Document text:
"""

They know each other far better than you would expect, two baby boomer Presidents born six weeks apart in 1946 and yet reaching the White House from very different roads and governing from very different compass points. Their connection is visible in the body language, the mutual mockery of each other’s set pieces and shticks, the way they tease and praise and even protect each other in the course of our conversation.

Like the phoenix with its healing powers, a divisive politician resurrected as an elder statesman can be a soothing presence, and the two of them together are even better than one. “I do believe that people yearn to see us both argue and agree,” Clinton says. … When the two men appear together in public, like at the NCAA basketball finals last year, the crowds cheer. “I think it lifts their spirits,” Bush says. “Most people expect that a Republican and Democrat couldn’t possibly get along in this day and age.”

So how do these two men behave in the coming months, when politics drives them apart and circumstance binds them together? Clinton and Bush, the Elvis and Prince Hal of American politics, finally have to pull up, step back and stay off the field. Neither one is exactly cut out to be a lion in winter: they are too young, too restless, too sure of their instincts. … But they will not take their eyes off the game, not for a minute.

At least for this stage of the journey, the Bush-Clinton interests are aligned: both families carry blessings and baggage; both pack Establishment clout and face an anti-dynastic revolt; both are fueled and funded by big and powerful interests; and both are navigating primary fields that are distorted by magnetic characters on the extremes. So there is a strategic advantage, and a protective cover, to reminding everyone that they know their way around the Oval Office, and know what’s feasible and what’s fantasy, as a field thick with unfamiliar candidates trades competing visions of the future.

Because it is tempting to dismiss everything politicians do as purely political, it is worth remembering that the Bush-Clinton bond reaches a long, winding ways back. It was by no means obvious that anyone from these two families could get along, especially after the hard-fought 1992 Bush vs. Clinton campaign. The thaw began with a grace note characteristic of George Herbert Walker Bush: a private letter left for Clinton as he took office: “You will be our President when you read this note,” he wrote. “I am rooting hard for you.”

The actual family friendship began more than a decade later, when the younger Bush sent Clinton and his father traveling the world together to raise relief funds, first for victims of the 2004 Asian tsunami, then Hurricane Katrina. Soon Clinton became a guest at the Bush home in Kennebunkport, Maine, playing golf, spending the night, hurtling the waves on Bush 41’s powerboat. After Clinton’s heart surgery in 2004, Bush 41 was on the phone checking up on him.

Bush left office with an approval rating roughly half as high as Clinton’s, and polls still rank him as the less popular of the two. But this summer, for the first time, more Americans like Bush than dislike him, according to a June CNN/ORC poll. And aides say he is more certain than ever that history will treat him well.

The minute they met up in Dallas, the ribbing began, from joking about going to prom together as they posed for photos for this story to tussling onstage at the ceremony for the scholars. They know each other’s moves well enough to pull back the curtain. At one point, Bush found himself talking about how important it is for a President to “find people who are capable of fighting through all the trappings of power and giving you good advice … and the environment is such that the sycophants aren’t allowed in.”

Then, almost reflexively, he stops himself. “I don’t know if that makes any sense. They told me to use some big words.”

At this, Clinton rolls his eyes, throws back his head and laughs. “This is the point where I reach in my back pocket to make sure my billfold’s still there,” he says, for he long ago concluded that Bush’s good-ol’-boy act is a means to an end.

"""

Task to complete:
In the article about Bush and Clinton, which two disasters did Clinton and the elder Bush travel the world raising relief funds for? The lines after this are separate material, unrelated to the text above.

Supplied records:
"""

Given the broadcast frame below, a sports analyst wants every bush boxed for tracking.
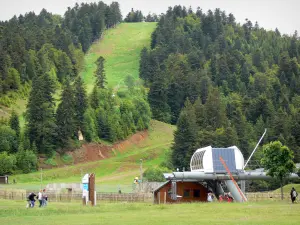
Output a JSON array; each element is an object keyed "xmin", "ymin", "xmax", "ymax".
[
  {"xmin": 143, "ymin": 167, "xmax": 171, "ymax": 182},
  {"xmin": 61, "ymin": 154, "xmax": 74, "ymax": 164},
  {"xmin": 0, "ymin": 126, "xmax": 18, "ymax": 153},
  {"xmin": 16, "ymin": 150, "xmax": 38, "ymax": 173},
  {"xmin": 0, "ymin": 152, "xmax": 16, "ymax": 175}
]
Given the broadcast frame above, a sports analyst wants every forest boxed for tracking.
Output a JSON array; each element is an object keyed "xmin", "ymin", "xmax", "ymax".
[
  {"xmin": 0, "ymin": 2, "xmax": 151, "ymax": 174},
  {"xmin": 140, "ymin": 6, "xmax": 300, "ymax": 168}
]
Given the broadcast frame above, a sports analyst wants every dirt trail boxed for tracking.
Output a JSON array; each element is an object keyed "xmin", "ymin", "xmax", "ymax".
[{"xmin": 68, "ymin": 131, "xmax": 148, "ymax": 164}]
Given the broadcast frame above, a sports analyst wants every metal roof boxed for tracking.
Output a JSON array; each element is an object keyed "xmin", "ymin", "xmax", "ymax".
[
  {"xmin": 212, "ymin": 148, "xmax": 237, "ymax": 173},
  {"xmin": 153, "ymin": 180, "xmax": 171, "ymax": 193}
]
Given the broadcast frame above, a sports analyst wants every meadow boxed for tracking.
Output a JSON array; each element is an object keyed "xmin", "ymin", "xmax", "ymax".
[
  {"xmin": 9, "ymin": 120, "xmax": 175, "ymax": 192},
  {"xmin": 80, "ymin": 23, "xmax": 156, "ymax": 93},
  {"xmin": 0, "ymin": 200, "xmax": 300, "ymax": 225}
]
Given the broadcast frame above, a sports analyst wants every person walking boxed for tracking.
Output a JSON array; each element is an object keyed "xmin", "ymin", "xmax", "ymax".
[
  {"xmin": 26, "ymin": 192, "xmax": 36, "ymax": 208},
  {"xmin": 291, "ymin": 187, "xmax": 298, "ymax": 203},
  {"xmin": 42, "ymin": 189, "xmax": 48, "ymax": 206},
  {"xmin": 38, "ymin": 190, "xmax": 43, "ymax": 207},
  {"xmin": 207, "ymin": 192, "xmax": 213, "ymax": 202}
]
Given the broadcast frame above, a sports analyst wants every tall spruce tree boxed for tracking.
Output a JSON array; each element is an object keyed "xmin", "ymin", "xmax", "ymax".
[
  {"xmin": 74, "ymin": 76, "xmax": 88, "ymax": 130},
  {"xmin": 26, "ymin": 73, "xmax": 56, "ymax": 155},
  {"xmin": 56, "ymin": 81, "xmax": 76, "ymax": 147},
  {"xmin": 9, "ymin": 111, "xmax": 20, "ymax": 138},
  {"xmin": 95, "ymin": 56, "xmax": 107, "ymax": 88},
  {"xmin": 172, "ymin": 101, "xmax": 198, "ymax": 169}
]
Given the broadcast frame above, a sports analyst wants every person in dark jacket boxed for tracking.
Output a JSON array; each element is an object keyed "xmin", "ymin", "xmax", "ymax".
[
  {"xmin": 291, "ymin": 187, "xmax": 298, "ymax": 203},
  {"xmin": 27, "ymin": 192, "xmax": 36, "ymax": 208}
]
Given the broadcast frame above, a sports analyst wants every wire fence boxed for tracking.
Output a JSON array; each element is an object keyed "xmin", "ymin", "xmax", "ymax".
[
  {"xmin": 0, "ymin": 189, "xmax": 290, "ymax": 203},
  {"xmin": 0, "ymin": 190, "xmax": 153, "ymax": 202}
]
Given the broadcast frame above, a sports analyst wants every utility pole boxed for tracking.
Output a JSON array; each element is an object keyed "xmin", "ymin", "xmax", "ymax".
[
  {"xmin": 41, "ymin": 168, "xmax": 43, "ymax": 190},
  {"xmin": 140, "ymin": 159, "xmax": 143, "ymax": 182}
]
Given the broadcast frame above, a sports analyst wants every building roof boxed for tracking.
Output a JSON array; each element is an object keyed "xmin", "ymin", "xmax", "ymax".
[{"xmin": 153, "ymin": 180, "xmax": 171, "ymax": 193}]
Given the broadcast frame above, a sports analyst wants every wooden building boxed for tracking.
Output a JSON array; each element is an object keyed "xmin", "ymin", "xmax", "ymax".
[{"xmin": 153, "ymin": 181, "xmax": 208, "ymax": 204}]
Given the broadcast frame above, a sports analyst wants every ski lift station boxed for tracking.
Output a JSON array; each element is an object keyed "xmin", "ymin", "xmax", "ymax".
[
  {"xmin": 190, "ymin": 146, "xmax": 244, "ymax": 173},
  {"xmin": 154, "ymin": 145, "xmax": 299, "ymax": 203}
]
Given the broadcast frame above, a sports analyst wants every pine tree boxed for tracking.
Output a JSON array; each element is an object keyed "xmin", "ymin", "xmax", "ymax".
[
  {"xmin": 95, "ymin": 56, "xmax": 107, "ymax": 88},
  {"xmin": 26, "ymin": 74, "xmax": 56, "ymax": 155},
  {"xmin": 172, "ymin": 101, "xmax": 198, "ymax": 169},
  {"xmin": 90, "ymin": 85, "xmax": 100, "ymax": 109},
  {"xmin": 56, "ymin": 81, "xmax": 76, "ymax": 147},
  {"xmin": 74, "ymin": 76, "xmax": 88, "ymax": 129},
  {"xmin": 9, "ymin": 111, "xmax": 20, "ymax": 138}
]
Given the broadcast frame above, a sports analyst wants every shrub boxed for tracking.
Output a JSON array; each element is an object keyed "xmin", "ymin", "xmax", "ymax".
[
  {"xmin": 0, "ymin": 152, "xmax": 16, "ymax": 175},
  {"xmin": 143, "ymin": 167, "xmax": 171, "ymax": 182}
]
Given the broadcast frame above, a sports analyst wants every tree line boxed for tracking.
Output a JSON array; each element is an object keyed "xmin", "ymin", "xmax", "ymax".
[
  {"xmin": 124, "ymin": 8, "xmax": 159, "ymax": 23},
  {"xmin": 0, "ymin": 2, "xmax": 126, "ymax": 174},
  {"xmin": 0, "ymin": 54, "xmax": 151, "ymax": 174},
  {"xmin": 0, "ymin": 2, "xmax": 122, "ymax": 106},
  {"xmin": 140, "ymin": 6, "xmax": 300, "ymax": 168}
]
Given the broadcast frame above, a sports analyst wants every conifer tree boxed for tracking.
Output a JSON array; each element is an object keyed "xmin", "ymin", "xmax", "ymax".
[
  {"xmin": 26, "ymin": 73, "xmax": 56, "ymax": 155},
  {"xmin": 9, "ymin": 111, "xmax": 20, "ymax": 138},
  {"xmin": 74, "ymin": 76, "xmax": 88, "ymax": 129},
  {"xmin": 56, "ymin": 81, "xmax": 77, "ymax": 147},
  {"xmin": 172, "ymin": 101, "xmax": 198, "ymax": 169},
  {"xmin": 95, "ymin": 56, "xmax": 107, "ymax": 88}
]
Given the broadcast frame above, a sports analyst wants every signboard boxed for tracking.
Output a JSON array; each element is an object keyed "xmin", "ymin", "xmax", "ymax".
[
  {"xmin": 81, "ymin": 174, "xmax": 89, "ymax": 205},
  {"xmin": 82, "ymin": 184, "xmax": 89, "ymax": 191},
  {"xmin": 81, "ymin": 173, "xmax": 89, "ymax": 184}
]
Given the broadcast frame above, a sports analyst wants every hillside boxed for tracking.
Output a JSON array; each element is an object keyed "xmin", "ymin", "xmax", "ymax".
[
  {"xmin": 2, "ymin": 23, "xmax": 175, "ymax": 191},
  {"xmin": 80, "ymin": 23, "xmax": 156, "ymax": 93},
  {"xmin": 10, "ymin": 121, "xmax": 175, "ymax": 191},
  {"xmin": 140, "ymin": 6, "xmax": 300, "ymax": 171}
]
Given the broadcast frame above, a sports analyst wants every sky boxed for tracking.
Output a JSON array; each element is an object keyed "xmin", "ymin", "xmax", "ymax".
[{"xmin": 0, "ymin": 0, "xmax": 300, "ymax": 35}]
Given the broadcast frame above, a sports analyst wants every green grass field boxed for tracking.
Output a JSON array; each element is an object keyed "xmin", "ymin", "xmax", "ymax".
[
  {"xmin": 0, "ymin": 200, "xmax": 300, "ymax": 225},
  {"xmin": 10, "ymin": 121, "xmax": 175, "ymax": 192},
  {"xmin": 81, "ymin": 23, "xmax": 156, "ymax": 92}
]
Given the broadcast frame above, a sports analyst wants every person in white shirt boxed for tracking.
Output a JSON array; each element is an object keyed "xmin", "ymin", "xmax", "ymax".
[
  {"xmin": 38, "ymin": 190, "xmax": 43, "ymax": 207},
  {"xmin": 207, "ymin": 192, "xmax": 213, "ymax": 202}
]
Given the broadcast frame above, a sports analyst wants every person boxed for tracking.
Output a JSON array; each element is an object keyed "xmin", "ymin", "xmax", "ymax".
[
  {"xmin": 291, "ymin": 187, "xmax": 298, "ymax": 203},
  {"xmin": 26, "ymin": 192, "xmax": 36, "ymax": 208},
  {"xmin": 219, "ymin": 195, "xmax": 223, "ymax": 202},
  {"xmin": 43, "ymin": 189, "xmax": 48, "ymax": 206},
  {"xmin": 37, "ymin": 190, "xmax": 43, "ymax": 207},
  {"xmin": 207, "ymin": 192, "xmax": 213, "ymax": 202}
]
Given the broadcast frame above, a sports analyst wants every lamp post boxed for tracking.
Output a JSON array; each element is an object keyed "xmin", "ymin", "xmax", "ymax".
[{"xmin": 140, "ymin": 159, "xmax": 143, "ymax": 182}]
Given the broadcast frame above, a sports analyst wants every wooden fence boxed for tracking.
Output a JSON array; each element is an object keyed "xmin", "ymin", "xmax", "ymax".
[
  {"xmin": 246, "ymin": 192, "xmax": 291, "ymax": 202},
  {"xmin": 0, "ymin": 189, "xmax": 290, "ymax": 203},
  {"xmin": 0, "ymin": 190, "xmax": 153, "ymax": 202}
]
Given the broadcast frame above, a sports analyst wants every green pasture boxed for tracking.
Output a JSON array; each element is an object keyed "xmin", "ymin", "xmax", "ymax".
[
  {"xmin": 0, "ymin": 200, "xmax": 300, "ymax": 225},
  {"xmin": 8, "ymin": 120, "xmax": 175, "ymax": 192},
  {"xmin": 81, "ymin": 23, "xmax": 156, "ymax": 92}
]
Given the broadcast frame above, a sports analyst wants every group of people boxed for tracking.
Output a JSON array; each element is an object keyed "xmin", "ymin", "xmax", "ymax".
[
  {"xmin": 291, "ymin": 187, "xmax": 298, "ymax": 203},
  {"xmin": 207, "ymin": 191, "xmax": 233, "ymax": 202},
  {"xmin": 219, "ymin": 192, "xmax": 233, "ymax": 202},
  {"xmin": 26, "ymin": 189, "xmax": 48, "ymax": 208}
]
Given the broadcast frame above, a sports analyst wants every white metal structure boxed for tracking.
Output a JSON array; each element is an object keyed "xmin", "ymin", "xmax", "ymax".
[{"xmin": 190, "ymin": 146, "xmax": 244, "ymax": 173}]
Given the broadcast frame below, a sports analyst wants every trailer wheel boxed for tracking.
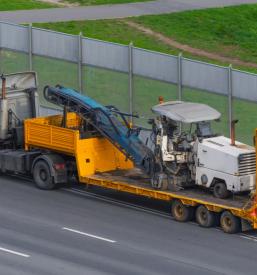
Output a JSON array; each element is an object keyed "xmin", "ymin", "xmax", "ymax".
[
  {"xmin": 220, "ymin": 211, "xmax": 241, "ymax": 234},
  {"xmin": 195, "ymin": 205, "xmax": 217, "ymax": 227},
  {"xmin": 171, "ymin": 200, "xmax": 194, "ymax": 222},
  {"xmin": 33, "ymin": 160, "xmax": 55, "ymax": 190},
  {"xmin": 213, "ymin": 182, "xmax": 229, "ymax": 199}
]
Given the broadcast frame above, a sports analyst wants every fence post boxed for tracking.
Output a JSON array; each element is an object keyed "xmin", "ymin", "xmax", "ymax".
[
  {"xmin": 78, "ymin": 32, "xmax": 83, "ymax": 93},
  {"xmin": 128, "ymin": 42, "xmax": 133, "ymax": 122},
  {"xmin": 228, "ymin": 64, "xmax": 233, "ymax": 137},
  {"xmin": 28, "ymin": 24, "xmax": 33, "ymax": 71},
  {"xmin": 177, "ymin": 53, "xmax": 183, "ymax": 100}
]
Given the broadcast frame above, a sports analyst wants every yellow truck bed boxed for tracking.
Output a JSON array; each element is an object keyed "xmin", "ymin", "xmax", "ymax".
[{"xmin": 25, "ymin": 113, "xmax": 257, "ymax": 229}]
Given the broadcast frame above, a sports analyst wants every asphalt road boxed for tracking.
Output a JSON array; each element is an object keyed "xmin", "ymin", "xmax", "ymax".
[
  {"xmin": 0, "ymin": 0, "xmax": 257, "ymax": 23},
  {"xmin": 0, "ymin": 177, "xmax": 257, "ymax": 275}
]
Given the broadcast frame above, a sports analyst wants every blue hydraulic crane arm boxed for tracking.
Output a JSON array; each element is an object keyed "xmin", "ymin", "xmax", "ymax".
[{"xmin": 44, "ymin": 86, "xmax": 155, "ymax": 175}]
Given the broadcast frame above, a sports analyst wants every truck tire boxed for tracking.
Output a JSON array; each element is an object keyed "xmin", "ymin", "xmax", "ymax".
[
  {"xmin": 33, "ymin": 160, "xmax": 55, "ymax": 190},
  {"xmin": 171, "ymin": 200, "xmax": 194, "ymax": 222},
  {"xmin": 195, "ymin": 205, "xmax": 217, "ymax": 228},
  {"xmin": 213, "ymin": 182, "xmax": 230, "ymax": 199},
  {"xmin": 220, "ymin": 211, "xmax": 241, "ymax": 234}
]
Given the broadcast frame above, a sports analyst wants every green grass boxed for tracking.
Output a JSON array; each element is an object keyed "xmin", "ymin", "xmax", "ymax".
[
  {"xmin": 0, "ymin": 50, "xmax": 254, "ymax": 144},
  {"xmin": 0, "ymin": 0, "xmax": 57, "ymax": 11},
  {"xmin": 33, "ymin": 20, "xmax": 175, "ymax": 54},
  {"xmin": 34, "ymin": 10, "xmax": 257, "ymax": 73},
  {"xmin": 62, "ymin": 0, "xmax": 150, "ymax": 6},
  {"xmin": 133, "ymin": 4, "xmax": 257, "ymax": 63},
  {"xmin": 9, "ymin": 5, "xmax": 257, "ymax": 144}
]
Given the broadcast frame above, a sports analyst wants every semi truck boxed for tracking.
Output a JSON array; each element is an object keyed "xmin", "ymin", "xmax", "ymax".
[{"xmin": 0, "ymin": 72, "xmax": 257, "ymax": 233}]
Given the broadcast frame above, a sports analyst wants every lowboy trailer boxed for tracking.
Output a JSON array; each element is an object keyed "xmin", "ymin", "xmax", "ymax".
[
  {"xmin": 0, "ymin": 72, "xmax": 257, "ymax": 233},
  {"xmin": 25, "ymin": 113, "xmax": 257, "ymax": 233}
]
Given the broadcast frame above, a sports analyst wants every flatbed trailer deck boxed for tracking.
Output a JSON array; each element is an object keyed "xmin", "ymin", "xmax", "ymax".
[
  {"xmin": 80, "ymin": 169, "xmax": 257, "ymax": 224},
  {"xmin": 25, "ymin": 113, "xmax": 257, "ymax": 233}
]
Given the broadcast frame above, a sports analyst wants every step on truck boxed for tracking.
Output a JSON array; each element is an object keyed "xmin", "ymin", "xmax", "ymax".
[{"xmin": 0, "ymin": 76, "xmax": 257, "ymax": 233}]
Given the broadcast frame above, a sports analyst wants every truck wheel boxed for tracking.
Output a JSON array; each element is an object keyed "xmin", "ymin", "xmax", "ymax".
[
  {"xmin": 195, "ymin": 205, "xmax": 217, "ymax": 227},
  {"xmin": 220, "ymin": 211, "xmax": 241, "ymax": 234},
  {"xmin": 171, "ymin": 200, "xmax": 194, "ymax": 222},
  {"xmin": 213, "ymin": 182, "xmax": 229, "ymax": 199},
  {"xmin": 33, "ymin": 160, "xmax": 55, "ymax": 190}
]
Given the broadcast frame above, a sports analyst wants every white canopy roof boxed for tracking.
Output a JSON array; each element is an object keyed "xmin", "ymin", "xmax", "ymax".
[{"xmin": 152, "ymin": 101, "xmax": 221, "ymax": 123}]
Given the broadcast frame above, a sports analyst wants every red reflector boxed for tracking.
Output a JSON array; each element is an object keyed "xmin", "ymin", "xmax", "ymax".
[{"xmin": 54, "ymin": 163, "xmax": 65, "ymax": 170}]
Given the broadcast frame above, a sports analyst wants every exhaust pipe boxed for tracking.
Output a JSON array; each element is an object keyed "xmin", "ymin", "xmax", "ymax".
[
  {"xmin": 231, "ymin": 119, "xmax": 238, "ymax": 146},
  {"xmin": 1, "ymin": 74, "xmax": 6, "ymax": 100}
]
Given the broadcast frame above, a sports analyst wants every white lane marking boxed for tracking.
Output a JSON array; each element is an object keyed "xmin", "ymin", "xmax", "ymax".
[
  {"xmin": 0, "ymin": 247, "xmax": 30, "ymax": 258},
  {"xmin": 62, "ymin": 188, "xmax": 172, "ymax": 219},
  {"xmin": 62, "ymin": 227, "xmax": 116, "ymax": 243},
  {"xmin": 240, "ymin": 233, "xmax": 257, "ymax": 242}
]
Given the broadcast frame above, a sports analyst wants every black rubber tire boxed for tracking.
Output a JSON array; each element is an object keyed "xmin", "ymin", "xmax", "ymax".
[
  {"xmin": 213, "ymin": 182, "xmax": 230, "ymax": 199},
  {"xmin": 33, "ymin": 160, "xmax": 55, "ymax": 190},
  {"xmin": 171, "ymin": 200, "xmax": 194, "ymax": 222},
  {"xmin": 195, "ymin": 205, "xmax": 217, "ymax": 228},
  {"xmin": 220, "ymin": 211, "xmax": 242, "ymax": 234}
]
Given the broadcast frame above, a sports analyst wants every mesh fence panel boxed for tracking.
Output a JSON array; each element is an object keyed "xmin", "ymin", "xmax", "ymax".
[
  {"xmin": 133, "ymin": 76, "xmax": 177, "ymax": 128},
  {"xmin": 233, "ymin": 99, "xmax": 257, "ymax": 145},
  {"xmin": 33, "ymin": 56, "xmax": 78, "ymax": 108},
  {"xmin": 83, "ymin": 66, "xmax": 129, "ymax": 112},
  {"xmin": 182, "ymin": 88, "xmax": 229, "ymax": 137},
  {"xmin": 0, "ymin": 50, "xmax": 29, "ymax": 74}
]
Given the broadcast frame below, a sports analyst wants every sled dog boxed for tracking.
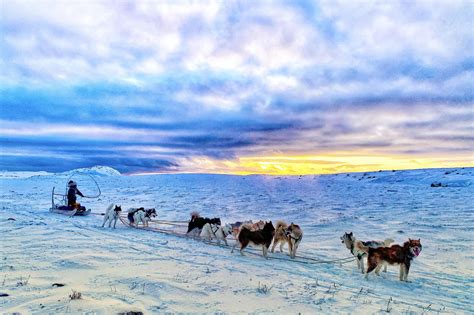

"""

Solution to this task:
The 2004 Asian tsunami and Hurricane Katrina.